What is being asked - Transcribe each line below word for word.

(Records contained in a dataset)
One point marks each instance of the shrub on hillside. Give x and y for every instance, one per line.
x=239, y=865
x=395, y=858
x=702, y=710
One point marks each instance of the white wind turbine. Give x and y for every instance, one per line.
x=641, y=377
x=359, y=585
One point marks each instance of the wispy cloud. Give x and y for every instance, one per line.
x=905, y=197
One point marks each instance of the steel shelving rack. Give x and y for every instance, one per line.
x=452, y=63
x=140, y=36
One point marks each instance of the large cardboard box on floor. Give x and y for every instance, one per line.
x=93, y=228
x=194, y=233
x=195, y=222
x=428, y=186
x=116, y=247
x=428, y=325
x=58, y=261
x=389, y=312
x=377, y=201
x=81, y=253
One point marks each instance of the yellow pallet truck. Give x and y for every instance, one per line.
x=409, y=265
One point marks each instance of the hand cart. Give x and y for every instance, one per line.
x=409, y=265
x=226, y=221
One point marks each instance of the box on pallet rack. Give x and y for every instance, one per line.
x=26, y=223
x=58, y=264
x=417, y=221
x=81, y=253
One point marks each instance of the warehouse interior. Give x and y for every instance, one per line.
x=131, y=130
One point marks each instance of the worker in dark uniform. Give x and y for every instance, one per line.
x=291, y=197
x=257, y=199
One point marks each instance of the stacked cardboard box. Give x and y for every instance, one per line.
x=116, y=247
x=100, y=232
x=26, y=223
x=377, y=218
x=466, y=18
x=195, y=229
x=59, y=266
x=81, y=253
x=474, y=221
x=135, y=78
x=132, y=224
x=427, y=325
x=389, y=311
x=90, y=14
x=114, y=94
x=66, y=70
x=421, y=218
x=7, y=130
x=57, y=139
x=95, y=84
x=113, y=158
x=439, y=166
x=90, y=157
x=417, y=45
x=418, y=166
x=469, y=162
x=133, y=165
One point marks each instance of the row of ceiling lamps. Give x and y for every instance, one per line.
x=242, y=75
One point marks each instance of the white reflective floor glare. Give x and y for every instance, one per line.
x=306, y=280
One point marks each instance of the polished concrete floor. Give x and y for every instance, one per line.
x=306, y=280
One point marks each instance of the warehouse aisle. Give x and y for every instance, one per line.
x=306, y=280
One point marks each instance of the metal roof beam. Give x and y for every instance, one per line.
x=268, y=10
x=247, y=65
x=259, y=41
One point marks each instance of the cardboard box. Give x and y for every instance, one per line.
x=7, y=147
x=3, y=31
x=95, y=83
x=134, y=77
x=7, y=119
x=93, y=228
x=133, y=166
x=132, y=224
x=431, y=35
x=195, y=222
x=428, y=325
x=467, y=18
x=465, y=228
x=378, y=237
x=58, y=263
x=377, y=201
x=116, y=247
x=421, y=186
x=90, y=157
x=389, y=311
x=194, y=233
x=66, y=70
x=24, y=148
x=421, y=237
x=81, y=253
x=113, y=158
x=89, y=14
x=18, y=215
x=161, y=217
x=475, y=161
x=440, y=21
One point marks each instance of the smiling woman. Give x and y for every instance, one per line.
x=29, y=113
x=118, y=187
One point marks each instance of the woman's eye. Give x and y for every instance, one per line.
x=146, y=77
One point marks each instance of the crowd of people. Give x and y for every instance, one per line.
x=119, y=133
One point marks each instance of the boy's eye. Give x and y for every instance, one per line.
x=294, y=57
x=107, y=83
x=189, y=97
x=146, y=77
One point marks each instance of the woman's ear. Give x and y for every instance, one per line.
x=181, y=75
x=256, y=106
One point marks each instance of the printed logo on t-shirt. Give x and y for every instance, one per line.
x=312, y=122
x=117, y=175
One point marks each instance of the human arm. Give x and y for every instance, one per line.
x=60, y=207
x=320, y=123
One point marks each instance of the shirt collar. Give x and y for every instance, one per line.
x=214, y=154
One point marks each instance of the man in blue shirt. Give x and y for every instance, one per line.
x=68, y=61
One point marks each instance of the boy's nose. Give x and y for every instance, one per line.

Completed exercise -
One point marks each instance of the shrub on hillside. Give x and y for every instance, one per line.
x=239, y=865
x=395, y=858
x=702, y=710
One point marks each instance of the white wind turbine. Give x and y for every instance, one per line.
x=641, y=377
x=359, y=585
One point marks each instance of the wispy cloud. Give x and y for every instance, one per line.
x=905, y=197
One point marks each instance of the steel shelving rack. Give x and y for every instance, one per line.
x=452, y=63
x=140, y=36
One point marks each instance of the large cardboard box on floor. Give x and y for every instance, one per line.
x=93, y=228
x=194, y=233
x=195, y=222
x=428, y=186
x=116, y=247
x=428, y=325
x=58, y=261
x=389, y=312
x=377, y=201
x=81, y=253
One point marks each instance of the yellow pallet truck. Give x and y for every instance, one per line.
x=409, y=265
One point marks each instance of the hand cart. Give x and y for every instance, one per line.
x=409, y=265
x=226, y=221
One point marks each instance of the box on pallet rack. Give x and y for every instance, one per line.
x=26, y=223
x=58, y=264
x=417, y=221
x=81, y=253
One point marks each instance of the warehouse interior. Give x and y for every instance, one per line.
x=131, y=130
One point marks each instance of the worker in dark uniform. Give x and y for every instance, one per line.
x=291, y=197
x=257, y=199
One point marks each instance of the stacked cardboard box. Give x and y for every instance, one per line.
x=116, y=247
x=100, y=232
x=26, y=223
x=377, y=218
x=466, y=18
x=195, y=229
x=59, y=266
x=81, y=253
x=474, y=221
x=135, y=78
x=132, y=224
x=427, y=325
x=389, y=311
x=90, y=14
x=114, y=94
x=66, y=70
x=421, y=218
x=7, y=130
x=57, y=139
x=95, y=84
x=113, y=158
x=439, y=166
x=90, y=157
x=417, y=45
x=418, y=166
x=469, y=162
x=133, y=165
One point marks each instance of the row of ceiling lamps. Give x and y for every instance, one per line.
x=242, y=75
One point marks each instance of the white reflective floor glare. Give x and y for every instance, one per line.
x=306, y=280
One point marks each instance of the polished concrete floor. Give x and y for every instance, one per line.
x=306, y=280
One point marks each instance of the warehouse aisle. Give x and y for every instance, one per line.
x=306, y=280
One point marks each instance of the metal roof beam. Give x and y for every instance, one per line.
x=268, y=10
x=247, y=65
x=259, y=41
One point marks each instance of the cardboard box. Give x and y for every instance, one per line.
x=7, y=147
x=3, y=31
x=95, y=83
x=134, y=77
x=7, y=119
x=93, y=228
x=133, y=166
x=132, y=224
x=431, y=35
x=195, y=222
x=428, y=325
x=467, y=18
x=465, y=228
x=378, y=237
x=58, y=263
x=377, y=201
x=116, y=247
x=421, y=186
x=90, y=157
x=389, y=311
x=194, y=233
x=66, y=70
x=24, y=148
x=421, y=237
x=81, y=253
x=113, y=158
x=89, y=14
x=18, y=215
x=161, y=217
x=475, y=161
x=440, y=21
One point marks each instance of the smiling woman. Give x and y for every instance, one per line.
x=29, y=113
x=118, y=187
One point marks each instance of the woman's eye. Give x and y for every instance, one per line.
x=146, y=77
One point marks each instance of the crowd of people. Give x and y for every instance, one per line.
x=119, y=133
One point marks each instance of the boy's eye. Give x and y for every instance, one per line.
x=294, y=57
x=107, y=83
x=189, y=97
x=146, y=77
One point marks each instance of the woman's ear. Give x and y for every instance, one per line.
x=181, y=75
x=256, y=106
One point marks each instance of the printed logo on t-shirt. Give x and y for every instance, one per line.
x=312, y=122
x=117, y=175
One point marks each instance of the human arm. Give x and y for every instance, one per line.
x=60, y=207
x=320, y=123
One point marks each instance of the shirt collar. Give x and y for every instance, one per line.
x=214, y=154
One point marks each instance of the man in blue shirt. Give x and y for every instance, one per line.
x=68, y=61
One point marks each instance of the boy's nose. Give x and y for every instance, one per line.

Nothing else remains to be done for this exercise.